- Given task 1 -
Format the records as a numbered list, leaving out the blank lines and the pictures.

- Given text -
>> BEGIN

New Times,
New Thinking.

  1. Politics
3 March 2017updated 28 Mar 2017 2:34pm

Could a Brexit devolution deal satisfy the SNP’s independence cravings?

Time is running out for the Prime Minister to come up with a Brexit deal for Scotland. 

By Julia Rampen

If Scots are to be spared a second independence referendum, two things will have to happen. Theresa May will have to come up with some kind of meat to throw to the Scottish government, and Holyrood will have to accept it. 

Access to the single market is already off the menu. It’s unclear whether May can deliver on her stated aim of preserving elements of the customs union. But there is one thing she can tear off in chunks – devolution.

Brexit means powers currently exercised to the EU will be repatriated to the UK, but so far it hasn’t been confirmed which part of the UK that might be. 

The SNP have been yowling about devolution for weeks. The party’s Westminster leader Angus Robertson demanded at Prime Minister’s Questions whether May could confirm whether the Scottish government would get control over farming and fisheries. (May responded that she was “in the process of discussing” this point).

>> END

- Extracted information -
>> BEGIN

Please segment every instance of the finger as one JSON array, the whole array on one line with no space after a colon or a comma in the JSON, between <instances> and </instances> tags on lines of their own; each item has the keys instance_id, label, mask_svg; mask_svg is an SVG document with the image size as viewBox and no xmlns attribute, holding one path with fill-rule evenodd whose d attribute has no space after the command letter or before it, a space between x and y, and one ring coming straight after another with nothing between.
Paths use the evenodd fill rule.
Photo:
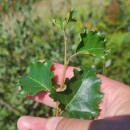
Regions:
<instances>
[{"instance_id":1,"label":"finger","mask_svg":"<svg viewBox=\"0 0 130 130\"><path fill-rule=\"evenodd\" d=\"M54 78L53 81L55 81L57 84L60 84L62 73L63 73L64 66L61 64L54 63L51 67L51 71L54 72ZM73 69L74 67L67 67L65 78L72 78L73 77ZM40 103L44 103L51 107L56 107L56 103L49 97L49 93L47 92L39 92L38 94L34 96L27 96L27 98L35 100Z\"/></svg>"},{"instance_id":2,"label":"finger","mask_svg":"<svg viewBox=\"0 0 130 130\"><path fill-rule=\"evenodd\" d=\"M54 63L51 67L51 71L54 72L53 81L56 82L57 84L61 84L63 69L64 69L64 65L62 65L62 64ZM70 79L74 76L73 69L74 69L74 67L71 67L71 66L67 67L67 70L65 73L65 78Z\"/></svg>"},{"instance_id":3,"label":"finger","mask_svg":"<svg viewBox=\"0 0 130 130\"><path fill-rule=\"evenodd\" d=\"M46 130L89 130L90 123L91 120L53 117L47 121Z\"/></svg>"},{"instance_id":4,"label":"finger","mask_svg":"<svg viewBox=\"0 0 130 130\"><path fill-rule=\"evenodd\" d=\"M47 119L22 116L17 122L18 130L46 130Z\"/></svg>"},{"instance_id":5,"label":"finger","mask_svg":"<svg viewBox=\"0 0 130 130\"><path fill-rule=\"evenodd\" d=\"M56 107L56 103L53 101L52 98L49 97L49 93L45 92L45 91L41 91L34 96L28 95L28 96L26 96L26 98L31 99L31 100L35 100L39 103L43 103L43 104L50 106L50 107L54 107L54 108Z\"/></svg>"}]
</instances>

>> END

- Given task 2 -
In the article on a Brexit devolution deal for Scotland, rewrite the passage starting with "1. Politics" and going on through "to accept it.", replacing "Holyrood" with "the Scottish Parliament".

- Worked answer 1 -
1. Please segment every instance of the finger as one JSON array, the whole array on one line with no space after a colon or a comma in the JSON, between <instances> and </instances> tags on lines of their own; each item has the keys instance_id, label, mask_svg; mask_svg is an SVG document with the image size as viewBox and no xmlns attribute, holding one path with fill-rule evenodd whose d attribute has no space after the command letter or before it, a space between x and y, and one ring coming straight after another with nothing between.
2. Paths use the evenodd fill rule.
3. Photo:
4. Regions:
5. <instances>
6. [{"instance_id":1,"label":"finger","mask_svg":"<svg viewBox=\"0 0 130 130\"><path fill-rule=\"evenodd\" d=\"M54 78L53 81L55 81L57 84L60 84L62 73L63 73L64 66L61 64L54 63L51 67L51 71L54 72ZM73 69L74 67L67 67L65 78L72 78L73 77ZM40 103L44 103L51 107L56 107L56 103L49 97L49 93L47 92L39 92L38 94L34 96L27 96L27 98L35 100Z\"/></svg>"},{"instance_id":2,"label":"finger","mask_svg":"<svg viewBox=\"0 0 130 130\"><path fill-rule=\"evenodd\" d=\"M54 63L51 67L51 71L54 72L53 81L56 82L57 84L61 84L63 69L64 69L64 65L62 65L62 64ZM70 79L74 76L73 69L74 69L74 67L71 67L71 66L67 67L67 70L65 73L65 78Z\"/></svg>"},{"instance_id":3,"label":"finger","mask_svg":"<svg viewBox=\"0 0 130 130\"><path fill-rule=\"evenodd\" d=\"M46 130L89 130L90 123L91 120L53 117L47 121Z\"/></svg>"},{"instance_id":4,"label":"finger","mask_svg":"<svg viewBox=\"0 0 130 130\"><path fill-rule=\"evenodd\" d=\"M47 119L22 116L17 122L18 130L46 130Z\"/></svg>"},{"instance_id":5,"label":"finger","mask_svg":"<svg viewBox=\"0 0 130 130\"><path fill-rule=\"evenodd\" d=\"M56 107L56 103L53 101L52 98L49 97L49 93L45 92L45 91L41 91L34 96L28 95L28 96L26 96L26 98L31 99L31 100L35 100L39 103L43 103L43 104L50 106L50 107L54 107L54 108Z\"/></svg>"}]
7. </instances>

- Worked answer 2 -
1. Politics
3 March 2017updated 28 Mar 2017 2:34pm

Could a Brexit devolution deal satisfy the SNP’s independence cravings?

Time is running out for the Prime Minister to come up with a Brexit deal for Scotland. 

By Julia Rampen

If Scots are to be spared a second independence referendum, two things will have to happen. Theresa May will have to come up with some kind of meat to throw to the Scottish government, and the Scottish Parliament will have to accept it.